[GIVEN RECORDS Boundary: Start]

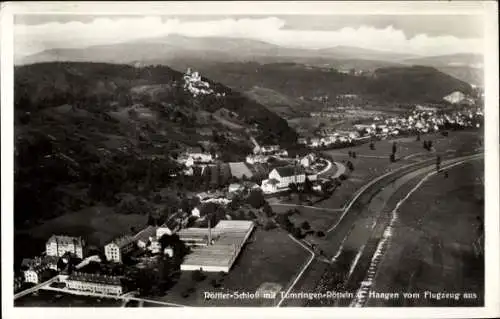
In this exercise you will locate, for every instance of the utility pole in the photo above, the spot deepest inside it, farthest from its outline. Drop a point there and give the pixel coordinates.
(209, 229)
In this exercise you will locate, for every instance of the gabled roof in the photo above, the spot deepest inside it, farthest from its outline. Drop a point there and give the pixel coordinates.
(122, 241)
(95, 278)
(144, 234)
(286, 171)
(273, 181)
(65, 240)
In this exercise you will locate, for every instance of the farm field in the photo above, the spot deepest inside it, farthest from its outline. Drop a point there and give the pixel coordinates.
(97, 224)
(425, 253)
(320, 220)
(268, 257)
(45, 298)
(240, 169)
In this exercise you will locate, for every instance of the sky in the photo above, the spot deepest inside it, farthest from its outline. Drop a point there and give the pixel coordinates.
(415, 34)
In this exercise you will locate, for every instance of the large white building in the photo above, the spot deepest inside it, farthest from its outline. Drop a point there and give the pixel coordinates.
(94, 283)
(34, 274)
(60, 245)
(118, 248)
(228, 238)
(143, 238)
(307, 160)
(287, 175)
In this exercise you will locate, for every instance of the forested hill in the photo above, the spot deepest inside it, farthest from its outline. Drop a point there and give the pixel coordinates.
(412, 84)
(87, 132)
(101, 88)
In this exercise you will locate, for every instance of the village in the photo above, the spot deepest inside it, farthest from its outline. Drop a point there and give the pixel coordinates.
(208, 234)
(198, 239)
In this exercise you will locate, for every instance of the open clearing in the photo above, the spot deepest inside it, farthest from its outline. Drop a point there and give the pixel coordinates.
(45, 298)
(268, 257)
(97, 224)
(432, 245)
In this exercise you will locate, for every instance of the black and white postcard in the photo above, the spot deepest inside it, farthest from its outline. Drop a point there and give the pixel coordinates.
(290, 158)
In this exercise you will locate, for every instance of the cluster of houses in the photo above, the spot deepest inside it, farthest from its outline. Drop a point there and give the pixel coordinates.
(190, 160)
(330, 139)
(195, 85)
(421, 120)
(458, 97)
(280, 178)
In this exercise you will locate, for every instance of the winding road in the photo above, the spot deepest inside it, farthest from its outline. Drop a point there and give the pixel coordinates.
(358, 234)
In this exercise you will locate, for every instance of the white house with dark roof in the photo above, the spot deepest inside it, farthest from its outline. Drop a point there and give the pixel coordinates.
(143, 237)
(287, 175)
(34, 274)
(95, 283)
(58, 245)
(118, 248)
(269, 186)
(307, 160)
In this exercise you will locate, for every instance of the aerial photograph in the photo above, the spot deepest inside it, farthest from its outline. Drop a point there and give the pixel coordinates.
(248, 160)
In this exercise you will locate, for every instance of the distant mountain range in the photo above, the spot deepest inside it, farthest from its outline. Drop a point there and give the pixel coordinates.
(181, 52)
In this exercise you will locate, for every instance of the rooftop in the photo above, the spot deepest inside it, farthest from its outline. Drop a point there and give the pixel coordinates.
(65, 240)
(95, 278)
(286, 171)
(145, 234)
(231, 235)
(122, 241)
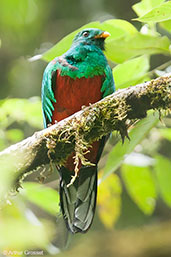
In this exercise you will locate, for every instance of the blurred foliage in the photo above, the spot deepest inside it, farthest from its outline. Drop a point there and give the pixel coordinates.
(142, 165)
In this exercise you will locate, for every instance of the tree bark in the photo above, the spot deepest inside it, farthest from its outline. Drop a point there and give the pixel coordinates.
(78, 131)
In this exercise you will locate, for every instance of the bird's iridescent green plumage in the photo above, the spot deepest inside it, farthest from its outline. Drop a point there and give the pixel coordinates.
(89, 61)
(78, 77)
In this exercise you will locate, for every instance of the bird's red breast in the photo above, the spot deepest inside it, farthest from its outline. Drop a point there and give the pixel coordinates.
(71, 94)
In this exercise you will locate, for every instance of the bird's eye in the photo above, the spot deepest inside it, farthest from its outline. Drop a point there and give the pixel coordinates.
(86, 34)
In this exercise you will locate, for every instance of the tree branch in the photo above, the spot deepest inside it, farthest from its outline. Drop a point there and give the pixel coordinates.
(114, 112)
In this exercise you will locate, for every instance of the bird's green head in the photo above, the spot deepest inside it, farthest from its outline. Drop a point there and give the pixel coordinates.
(91, 36)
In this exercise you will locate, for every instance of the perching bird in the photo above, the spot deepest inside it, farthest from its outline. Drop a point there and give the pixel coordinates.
(79, 77)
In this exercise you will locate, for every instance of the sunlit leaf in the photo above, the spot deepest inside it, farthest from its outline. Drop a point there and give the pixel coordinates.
(14, 135)
(122, 49)
(140, 186)
(166, 25)
(45, 197)
(160, 13)
(145, 6)
(133, 71)
(163, 172)
(117, 29)
(109, 200)
(166, 133)
(120, 151)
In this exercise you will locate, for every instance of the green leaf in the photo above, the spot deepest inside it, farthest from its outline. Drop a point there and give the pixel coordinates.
(166, 25)
(145, 6)
(109, 200)
(131, 71)
(45, 197)
(14, 135)
(117, 29)
(140, 186)
(163, 173)
(166, 133)
(122, 49)
(160, 13)
(119, 152)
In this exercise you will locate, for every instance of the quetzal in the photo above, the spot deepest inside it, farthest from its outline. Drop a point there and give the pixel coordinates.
(79, 77)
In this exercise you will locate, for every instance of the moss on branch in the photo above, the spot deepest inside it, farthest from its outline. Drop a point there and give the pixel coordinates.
(114, 112)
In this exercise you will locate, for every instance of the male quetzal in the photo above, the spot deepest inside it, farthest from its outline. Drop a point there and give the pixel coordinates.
(77, 78)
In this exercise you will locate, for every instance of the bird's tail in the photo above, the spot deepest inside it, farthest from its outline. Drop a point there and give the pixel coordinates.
(78, 201)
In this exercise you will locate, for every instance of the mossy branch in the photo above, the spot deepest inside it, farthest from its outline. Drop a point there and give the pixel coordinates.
(114, 112)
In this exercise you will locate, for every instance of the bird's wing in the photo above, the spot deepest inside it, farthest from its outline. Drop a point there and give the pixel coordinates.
(108, 86)
(48, 98)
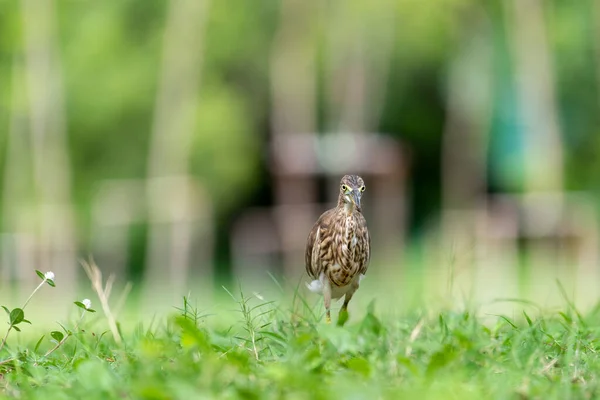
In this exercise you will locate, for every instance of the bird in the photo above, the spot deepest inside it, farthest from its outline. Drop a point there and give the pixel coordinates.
(338, 248)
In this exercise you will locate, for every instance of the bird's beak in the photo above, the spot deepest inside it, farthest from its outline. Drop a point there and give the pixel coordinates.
(355, 196)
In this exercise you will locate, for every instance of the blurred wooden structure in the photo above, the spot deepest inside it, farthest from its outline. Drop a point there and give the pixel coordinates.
(483, 236)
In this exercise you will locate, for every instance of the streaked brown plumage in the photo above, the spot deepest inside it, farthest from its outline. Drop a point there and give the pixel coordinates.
(338, 248)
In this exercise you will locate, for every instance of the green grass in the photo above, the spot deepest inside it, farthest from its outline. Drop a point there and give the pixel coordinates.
(283, 349)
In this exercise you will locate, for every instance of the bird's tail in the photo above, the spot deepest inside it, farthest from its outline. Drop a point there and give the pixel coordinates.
(315, 286)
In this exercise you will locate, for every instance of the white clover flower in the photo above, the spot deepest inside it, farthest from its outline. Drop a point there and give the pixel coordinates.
(87, 303)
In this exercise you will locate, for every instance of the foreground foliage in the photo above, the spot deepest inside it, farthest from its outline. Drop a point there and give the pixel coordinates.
(274, 352)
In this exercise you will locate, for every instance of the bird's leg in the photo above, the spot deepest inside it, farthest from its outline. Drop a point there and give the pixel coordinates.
(343, 316)
(327, 299)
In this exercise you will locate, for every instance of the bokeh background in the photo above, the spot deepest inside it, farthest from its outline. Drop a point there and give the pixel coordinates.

[GIVEN RECORDS Boundary: End]

* **REQUIREMENT**:
Put each line of the listing above into the copy exactly, dropping the pictures.

* **REPLY TO THE EXERCISE**:
In this exercise you will locate, for every instance of the utility pole in the photo above, the spot deepest inside it, farthest from its outline. Drop a point there and give the pixel coordinates.
(209, 229)
In this exercise you will locate, for every instance of the gabled roof in the photo above, the spot deepest inside it, farthest from its outline. Drop a point there and give the pixel coordinates.
(122, 241)
(95, 278)
(144, 234)
(286, 171)
(273, 181)
(65, 240)
In this exercise you will locate, for every instance of the farm field in the photo above, the spot deepest inside it, farthest from its outline. Drop a point there and give the pixel coordinates.
(97, 224)
(425, 253)
(320, 220)
(268, 257)
(45, 298)
(240, 169)
In this exercise you will locate, for every instance of the sky in the photo above, the spot deepest inside it, farthest from its outline. Drop a point there and give the pixel coordinates.
(415, 34)
In this exercise you will locate, for every instance of the large white building in the photo above, the spot deepest inside it, farthest from its outline. Drop a point there and give the pixel coordinates.
(94, 283)
(34, 274)
(60, 245)
(118, 248)
(228, 238)
(143, 238)
(307, 160)
(287, 175)
In this exercise you will locate, for every instance of the forested hill in the photo above, the spot deepest inside it, farthest from its outline. Drop a point there and give the pixel coordinates.
(412, 84)
(87, 132)
(101, 88)
In this exercise you will locate, for every instance of the village in the photo above, the spot deepest inside it, farthest from its outline. Drop a point there and give the pixel coordinates.
(208, 234)
(198, 239)
In this exercise you will locate, for every instance of the open clearing in the photo above, the spot deepest inside it, farthest from its outline. Drop a point there and give the pixel coordinates.
(45, 298)
(268, 257)
(97, 224)
(432, 245)
In this exercise you will locate, for every instance of the black and white postcard in the photo above, the spot deepest inside it, farthest from its outline. Drop a point there and give the pixel coordinates.
(290, 158)
In this exercise you will locate, for every instance of the cluster of houses in the photo above, the spot deepest inside it, farthest from its outline. Drop a point there and give the pixel coordinates.
(190, 160)
(330, 139)
(195, 85)
(421, 120)
(458, 97)
(280, 178)
In this exercise you will locate, for every instance of the winding road in the photo above, the spot deepest inside it, farthest from its outline. Drop a point there and give the pixel coordinates.
(358, 234)
In this exercise you will locate, for every instance of the white house with dark roof in the photo above, the spot deepest inside it, farthest from its outline. Drop a point there and give the pixel coordinates.
(143, 237)
(287, 175)
(34, 274)
(95, 283)
(58, 245)
(118, 248)
(269, 186)
(307, 160)
In this exercise you will locate, for every instance of the aerial photograph in the photo above, the spot deepest inside it, farthest from its outline. Drop a point there and give the pixel coordinates.
(248, 160)
In this exercise you will locate, for every instance of the distant mountain range in the photo above, the spot deepest inside it, farthest from its outline. Drop a point there and give the pixel coordinates.
(181, 52)
In this exercise you will locate, for every instance of the rooftop in the photo above, the spot deepest inside it, farthest from its outline. Drop a point there and give the pixel coordinates.
(65, 240)
(95, 278)
(286, 171)
(145, 234)
(231, 235)
(122, 241)
In this exercise you will locate, for every instance of the blurred foliage in the photo above, the spot deepest inside it, farthest from its outline. Drop a point there and give the pixel coordinates.
(142, 165)
In this exercise you will locate, for every instance of the tree bark in the photo above, the spot deepest inside it, farthest from its outline. Drop a point there and give the pixel coordinates.
(78, 131)
In this exercise you will locate, for every instance of the bird's iridescent green plumage in the photo above, the spot deepest inside it, farthest from its outline. Drop a point there and give the pixel coordinates.
(89, 61)
(78, 77)
In this exercise you will locate, for every instance of the bird's red breast in the photo above, the spot deepest inside it, farthest from its outline. Drop a point there and give the pixel coordinates.
(71, 94)
In this exercise you will locate, for every instance of the bird's eye in the photo above, the spot deepest inside it, farthest from its outline. Drop a point there and give the pixel coordinates.
(86, 34)
In this exercise you will locate, for every instance of the tree branch in the photo above, the spot deepest inside it, farthest from its outline. Drop a point there and give the pixel coordinates.
(114, 112)
In this exercise you will locate, for every instance of the bird's green head in the photo above, the spot deepest inside it, farthest from its outline. Drop a point there and give the pixel coordinates.
(91, 36)
In this exercise you will locate, for every instance of the perching bird in the photo above, the spot deepest inside it, farthest from its outline. Drop a point there and give the pixel coordinates.
(79, 77)
In this exercise you will locate, for every instance of the sunlit leaf in the photo above, the spot deepest inside it, farthest from its outline. Drop a point there and give the pixel coordinates.
(14, 135)
(122, 49)
(140, 186)
(166, 25)
(45, 197)
(160, 13)
(145, 6)
(133, 71)
(163, 172)
(117, 29)
(109, 200)
(166, 133)
(120, 151)
In this exercise you will locate, for every instance of the green leaf in the photo above, the spot deepest inside it, farthest from its outline. Drop a point there and give the pixel coordinates.
(166, 25)
(145, 6)
(109, 200)
(131, 71)
(45, 197)
(14, 135)
(117, 29)
(140, 186)
(163, 173)
(166, 133)
(122, 49)
(160, 13)
(119, 152)
In this exercise you will locate, for every instance of the quetzal in the photo above, the spot deepest inside it, farthest from its outline. Drop a point there and give the pixel coordinates.
(79, 77)
In this exercise you will locate, for every instance of the moss on branch in the photo above, the spot deepest inside it, farthest from its outline. Drop a point there and give the pixel coordinates.
(114, 112)
In this exercise you will locate, for every instance of the male quetzal in the photo above, the spot deepest inside it, farthest from its outline. Drop a point there and give the pixel coordinates.
(77, 78)
In this exercise you will locate, for every instance of the bird's tail in the photo above, the spot deepest inside it, farthest from its outline. Drop a point there and give the pixel coordinates.
(78, 201)
In this exercise you will locate, for every instance of the mossy branch in the photo above, the spot deepest inside it, farthest from its outline. Drop a point there and give the pixel coordinates.
(114, 112)
In this exercise you will locate, for every instance of the bird's wing in the photo above, the spot deepest inside it, farthest from its outline. Drop a point there and give the pixel coordinates.
(108, 86)
(48, 98)
In this exercise you will locate, for every instance of the bird in the photo above, the spot deepest inside it, farthest from its outline. Drop a point there and give the pixel coordinates.
(338, 248)
In this exercise you will locate, for every instance of the bird's beak in the photo above, the spot deepest inside it, farthest from its outline. Drop a point there and give the pixel coordinates.
(355, 196)
In this exercise you will locate, for every instance of the blurred wooden structure in the photo above, the spot deepest inside it, farthest from its outline. Drop a point there and give the pixel coordinates.
(483, 236)
In this exercise you will locate, for every instance of the streaked brown plumage in the photo above, the spot deepest inside it, farthest from its outline. Drop a point there and give the pixel coordinates.
(338, 248)
In this exercise you will locate, for every instance of the green grass in the photo above, the spot deepest inside it, farthest from its outline. Drop a point there and give the pixel coordinates.
(283, 349)
In this exercise you will locate, for every instance of the bird's tail in the photo above, the spot deepest inside it, farthest from its outline. Drop a point there and give the pixel coordinates.
(315, 286)
In this exercise you will locate, for every instance of the white clover flower in the photo above, the spot deepest inside it, farthest from its outline. Drop a point there and give the pixel coordinates.
(87, 303)
In this exercise you will locate, for every instance of the foreground foliage in the photo above, the spot deepest inside it, farthest from its outline. Drop a point there and give the pixel coordinates.
(274, 352)
In this exercise you will locate, for every instance of the bird's leg in the photo above, the spot deepest inside it, farthest from its outline. Drop a point there and give the pixel coordinates.
(343, 316)
(327, 299)
In this exercise you will locate, for every instance of the bokeh background in the photo above, the spot deepest inside it, farthest from its outline. Drop a point there and give the pixel coordinates.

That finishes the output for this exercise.